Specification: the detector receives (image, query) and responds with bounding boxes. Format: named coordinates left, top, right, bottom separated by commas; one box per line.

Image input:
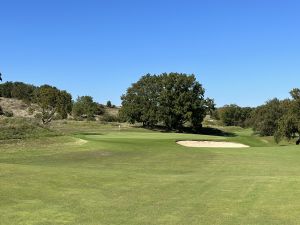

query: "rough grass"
left=0, top=122, right=300, bottom=225
left=0, top=118, right=58, bottom=140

To be done:
Output every line of the entries above as a Markdown table with the columns Row and Text, numbering each row and skipping blank lines. Leave the pictures out.

Expected answer:
| Row | Text |
|---|---|
| 1 | Specification: the detector receives (image, query) and responds with bounding boxes. Format: named coordinates left, top, right, bottom separated by commas; one box per line. |
| 2 | Image input: |
| 3 | query: "rough grass" |
| 4 | left=0, top=122, right=300, bottom=225 |
| 5 | left=0, top=118, right=58, bottom=140 |